- Opening Delimiter -

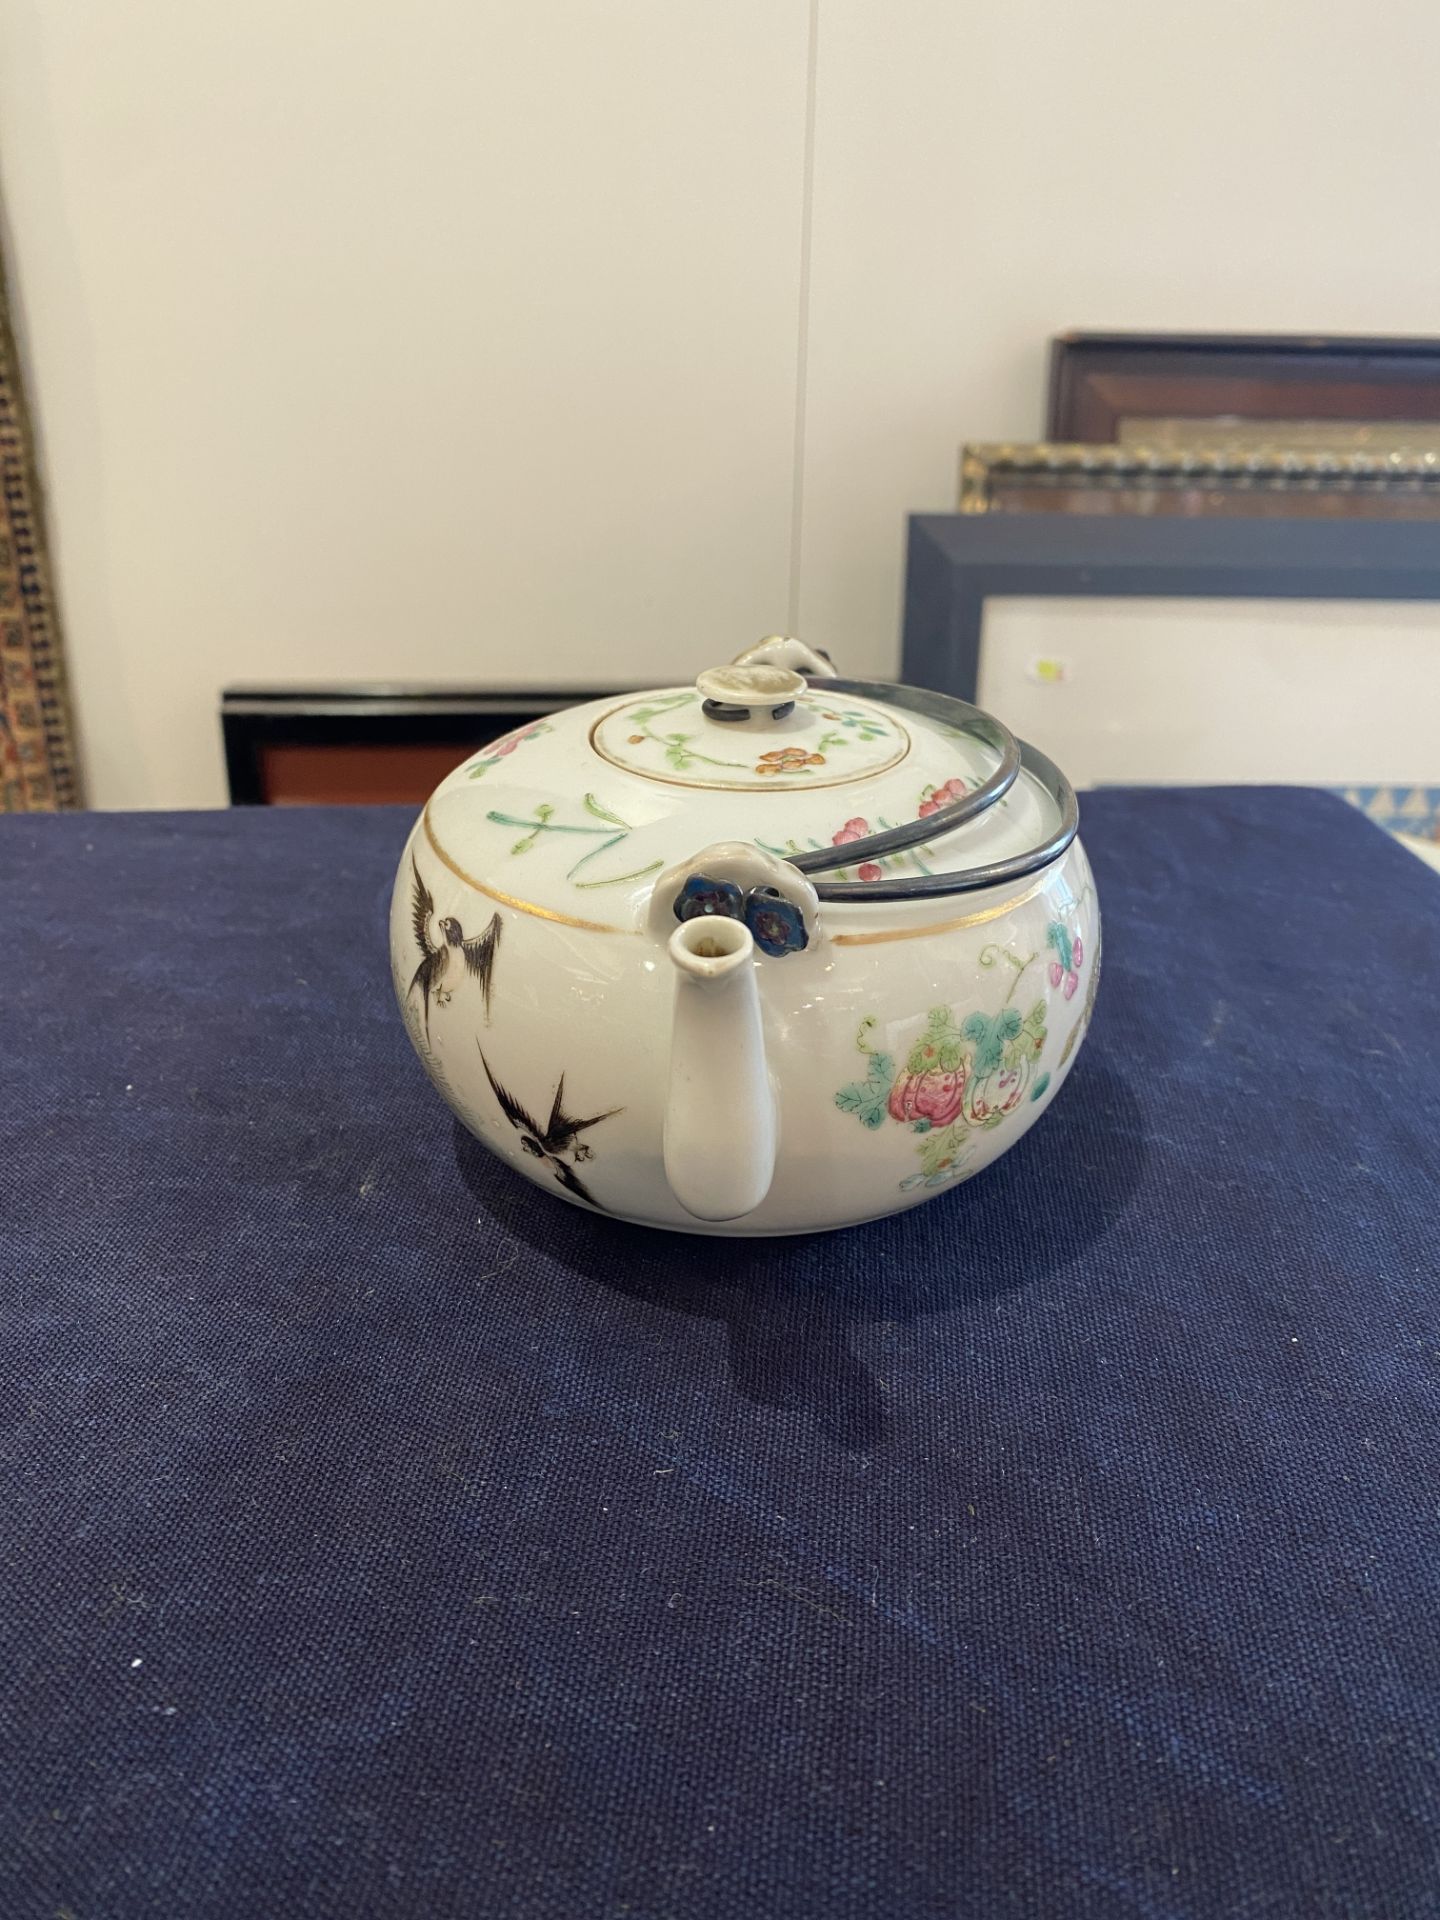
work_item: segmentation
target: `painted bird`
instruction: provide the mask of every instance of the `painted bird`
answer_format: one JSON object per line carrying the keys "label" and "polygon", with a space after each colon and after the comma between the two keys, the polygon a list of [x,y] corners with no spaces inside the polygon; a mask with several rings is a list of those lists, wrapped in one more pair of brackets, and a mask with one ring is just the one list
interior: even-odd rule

- Closing Delimiter -

About this exercise: Sift the material for lines with the string "bird". Copy each one found.

Output of the exercise:
target: `painted bird`
instruction: provide the mask of every instance of the `painted bird`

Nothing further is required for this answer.